[Information shown Boundary: Start]

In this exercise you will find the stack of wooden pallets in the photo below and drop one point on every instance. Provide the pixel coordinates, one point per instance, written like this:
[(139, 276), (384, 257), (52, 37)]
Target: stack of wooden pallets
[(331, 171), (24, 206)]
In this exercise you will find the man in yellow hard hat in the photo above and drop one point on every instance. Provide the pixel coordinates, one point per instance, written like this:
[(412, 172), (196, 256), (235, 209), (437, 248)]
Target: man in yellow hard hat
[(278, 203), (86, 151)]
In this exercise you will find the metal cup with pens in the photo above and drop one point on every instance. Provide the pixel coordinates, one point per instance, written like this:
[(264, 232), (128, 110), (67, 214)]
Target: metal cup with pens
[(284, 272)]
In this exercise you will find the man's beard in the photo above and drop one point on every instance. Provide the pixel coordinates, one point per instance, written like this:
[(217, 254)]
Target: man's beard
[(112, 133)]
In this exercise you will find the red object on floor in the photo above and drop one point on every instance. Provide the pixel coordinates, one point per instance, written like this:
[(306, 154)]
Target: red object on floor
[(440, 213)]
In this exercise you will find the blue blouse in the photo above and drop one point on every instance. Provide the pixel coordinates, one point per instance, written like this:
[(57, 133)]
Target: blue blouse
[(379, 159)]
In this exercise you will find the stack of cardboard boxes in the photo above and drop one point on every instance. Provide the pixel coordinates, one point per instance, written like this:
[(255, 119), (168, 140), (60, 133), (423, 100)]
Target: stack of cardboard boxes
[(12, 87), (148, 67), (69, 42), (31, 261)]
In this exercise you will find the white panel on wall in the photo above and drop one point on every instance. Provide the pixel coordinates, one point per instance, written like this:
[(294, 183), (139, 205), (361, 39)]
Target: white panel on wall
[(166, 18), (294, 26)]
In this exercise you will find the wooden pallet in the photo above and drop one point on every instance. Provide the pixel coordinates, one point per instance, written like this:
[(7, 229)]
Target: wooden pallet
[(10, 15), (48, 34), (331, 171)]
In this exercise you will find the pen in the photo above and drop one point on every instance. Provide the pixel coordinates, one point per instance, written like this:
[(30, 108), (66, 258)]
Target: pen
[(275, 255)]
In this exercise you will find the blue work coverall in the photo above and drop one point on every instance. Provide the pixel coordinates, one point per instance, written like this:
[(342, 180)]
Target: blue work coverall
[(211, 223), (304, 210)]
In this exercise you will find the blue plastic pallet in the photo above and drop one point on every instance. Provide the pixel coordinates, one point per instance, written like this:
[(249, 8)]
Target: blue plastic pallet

[Information shown Boundary: End]

Could you restate every entry verbatim, please?

Exercise result:
In this exercise you will find the stack of wooden pallets in the photo below and drop one point on every instance. Provide the pixel coordinates, one point per instance, written like this:
[(139, 276), (384, 257), (52, 37)]
Target: stack of wooden pallets
[(331, 171), (24, 206)]
In this exercise you will find the man in yellow hard hat in the photo above and drop one point on every instance. Provide the pixel coordinates, one point per instance, written like this:
[(412, 172), (196, 256), (235, 209), (437, 248)]
Target: man in yellow hard hat
[(278, 203), (86, 151)]
In this exercise you will find the metal cup with pens in the photo above and drop one point on every instance. Provide the pixel coordinates, one point per instance, written like this:
[(264, 232), (128, 110), (67, 214)]
Target: metal cup with pens
[(284, 272)]
In this exercise you will find the man's beard in the photo above and drop one point on every instance. Provide the pixel coordinates, one point per instance, written like this:
[(217, 254)]
Target: man's beard
[(112, 133)]
In this exercise you will find the red object on floor in the photo above and drop one point on every instance. Provide the pixel coordinates, one point per instance, written like this:
[(306, 154)]
Target: red object on floor
[(440, 213)]
In this exercise you will find the blue blouse in the photo above and drop one point on every instance. Provide the pixel coordinates, one point per instance, written like this:
[(57, 133)]
Target: blue blouse
[(379, 159)]
In this exercise you will find the stack of cardboard boxes in the photo above and drop one point on every instance. Provide the pixel coordinates, one point per instance, written like this:
[(255, 119), (168, 140), (60, 133), (423, 100)]
Target: stack of cardboard boxes
[(12, 87), (148, 67), (69, 42), (31, 261)]
In this exercise you will find the white panel on wall in the photo above and drop one point on every instance. Provide the pixel coordinates, one point per instance, written like this:
[(294, 183), (139, 205), (361, 39)]
Target: white panel on wall
[(166, 18), (294, 26)]
In this exercise you will find the wooden pallet in the photo above and drop one point on every instance. Provide the pixel coordinates, one point per instance, written like this:
[(7, 229)]
Target: wooden pallet
[(10, 15), (48, 34), (331, 171)]
In this exercise you will find the pen in the photo above and drop one point on every instance. Provide the pixel coordinates, one point per instance, written like this:
[(30, 108), (66, 258)]
Target: pen
[(275, 255)]
In this exercise you will find the blue work coverall in the photo above and drop one point on every instance. Provide the pixel coordinates, one point per instance, written like this:
[(342, 180)]
Target: blue work coverall
[(211, 223), (304, 210)]
In this exercise you will find the blue plastic pallet in the photo above and drop one point on every instance. Provide the pixel coordinates, one point per instance, written like this:
[(249, 8)]
Target: blue plastic pallet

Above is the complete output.